Data for processing:
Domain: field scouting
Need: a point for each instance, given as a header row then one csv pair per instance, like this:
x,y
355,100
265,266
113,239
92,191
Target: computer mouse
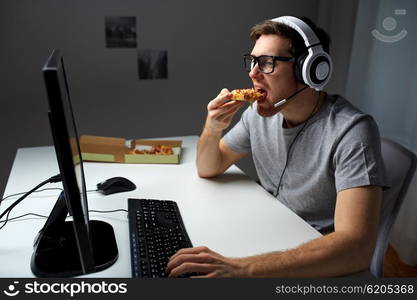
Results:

What you need to do:
From the listing, extract all text exactly as given and drop any picture.

Correct response:
Domain: field scouting
Need: a point for each instance, given as a header row then one csv pair per instance, like this:
x,y
355,100
265,266
113,239
92,191
Target: computer mouse
Results:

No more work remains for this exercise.